[Outline data]
/---
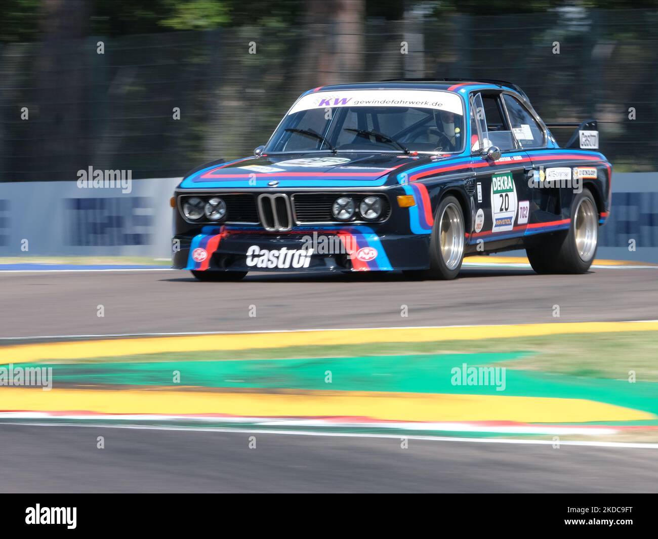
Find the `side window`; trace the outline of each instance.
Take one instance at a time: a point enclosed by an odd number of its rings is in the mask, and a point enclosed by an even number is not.
[[[477,93],[470,101],[470,153],[480,153],[490,145],[482,96]]]
[[[503,99],[512,122],[512,132],[519,143],[524,148],[543,146],[544,132],[530,111],[512,95],[505,93]]]
[[[515,149],[516,143],[505,121],[500,95],[497,93],[481,95],[488,138],[486,145],[497,146],[501,151]]]

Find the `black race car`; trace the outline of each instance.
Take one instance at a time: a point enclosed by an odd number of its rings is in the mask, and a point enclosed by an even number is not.
[[[561,148],[549,128],[576,128]],[[517,86],[400,80],[303,93],[254,156],[184,178],[174,267],[390,271],[451,279],[464,255],[525,249],[586,272],[609,212],[596,122],[548,126]]]

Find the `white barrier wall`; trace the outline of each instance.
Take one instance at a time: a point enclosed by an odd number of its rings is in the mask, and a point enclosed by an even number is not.
[[[134,180],[130,193],[74,181],[0,184],[0,256],[168,257],[169,199],[180,182]]]
[[[130,193],[76,182],[0,184],[0,256],[26,254],[26,240],[32,255],[168,257],[169,199],[180,181],[134,180]],[[658,172],[613,173],[612,213],[599,230],[597,258],[658,263]]]

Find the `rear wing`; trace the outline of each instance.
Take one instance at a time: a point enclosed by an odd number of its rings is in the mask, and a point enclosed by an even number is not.
[[[599,128],[595,120],[586,120],[580,124],[546,124],[549,130],[575,129],[565,148],[599,149]]]

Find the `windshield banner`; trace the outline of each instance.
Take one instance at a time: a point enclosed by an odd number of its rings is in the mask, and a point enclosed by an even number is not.
[[[311,109],[335,107],[418,107],[463,115],[461,99],[456,93],[437,90],[367,90],[318,91],[303,96],[288,115]]]

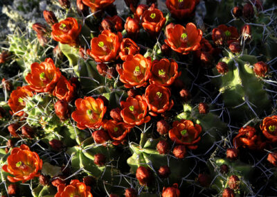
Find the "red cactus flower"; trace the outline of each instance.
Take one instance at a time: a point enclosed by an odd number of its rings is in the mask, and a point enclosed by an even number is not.
[[[146,116],[147,103],[140,95],[128,97],[126,101],[121,101],[123,110],[120,112],[123,121],[129,125],[141,125],[150,121],[150,117]]]
[[[156,36],[166,24],[166,20],[163,12],[155,8],[155,5],[153,3],[148,10],[143,12],[141,24],[151,35]]]
[[[102,119],[107,110],[102,100],[85,96],[84,99],[77,99],[75,105],[77,109],[71,114],[71,117],[77,122],[78,128],[97,128],[102,124]]]
[[[122,68],[116,67],[116,70],[120,74],[119,79],[125,83],[124,86],[127,88],[146,86],[150,76],[150,59],[145,58],[141,54],[129,55]]]
[[[98,37],[91,39],[91,49],[87,49],[87,53],[98,62],[115,60],[118,58],[121,40],[120,32],[114,34],[108,30],[103,31]]]
[[[7,159],[8,164],[2,169],[14,176],[8,175],[11,182],[22,181],[24,183],[35,177],[39,177],[42,168],[42,160],[35,152],[30,151],[27,145],[22,144],[20,148],[15,148]]]
[[[154,60],[152,63],[150,83],[169,86],[178,77],[178,65],[174,60],[166,58]]]
[[[107,130],[109,137],[114,140],[114,145],[119,144],[129,132],[131,127],[123,122],[109,120],[103,124],[105,130]]]
[[[238,134],[233,139],[233,144],[236,148],[243,146],[252,150],[262,150],[266,142],[262,142],[260,136],[256,135],[255,128],[247,126],[240,129]]]
[[[139,49],[140,48],[132,40],[129,38],[124,38],[120,44],[119,56],[122,60],[125,61],[128,55],[134,55],[139,53]]]
[[[272,143],[277,142],[277,116],[265,118],[260,127],[265,137]]]
[[[169,137],[177,144],[186,145],[190,149],[197,148],[196,144],[200,141],[202,128],[191,121],[182,119],[173,123],[173,128],[169,131]]]
[[[152,116],[157,116],[157,113],[163,113],[170,110],[173,105],[172,100],[170,100],[170,90],[163,86],[151,84],[145,89],[143,99],[146,101],[148,108]]]
[[[59,68],[56,68],[51,58],[45,59],[40,64],[33,63],[30,65],[30,73],[25,79],[30,87],[37,92],[51,92],[61,77]]]
[[[22,116],[24,112],[21,110],[22,110],[26,105],[24,98],[26,97],[33,97],[33,94],[32,89],[30,88],[30,85],[17,87],[17,89],[12,91],[8,101],[8,104],[12,111],[12,113],[19,117]]]
[[[75,46],[81,28],[75,19],[69,17],[52,26],[51,36],[57,42]]]
[[[60,184],[57,186],[57,192],[55,197],[64,197],[64,196],[84,196],[92,197],[90,192],[91,187],[87,186],[84,182],[80,182],[77,179],[72,180],[70,185],[65,185],[64,184]]]
[[[193,23],[186,24],[186,28],[179,24],[170,24],[166,28],[165,42],[170,48],[183,55],[198,50],[201,47],[202,31]]]
[[[111,5],[114,1],[115,0],[82,0],[82,3],[89,6],[91,10],[91,12],[93,13],[96,10],[102,10]]]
\---
**What this task involves**
Report every line of the data above that contains the string "trace". Case counts.

**Answer for the task**
Find the `side window`; trace the outline of each instance.
Find the `black race car`; trace the outline of each instance.
Find the `white barrier wall`; trace the outline of each instance.
Find the `rear wing`; trace the outline of each instance.
Find the `windshield banner`; trace the outline of each instance.
Find the "red cactus flower"; trace the outline of each instance.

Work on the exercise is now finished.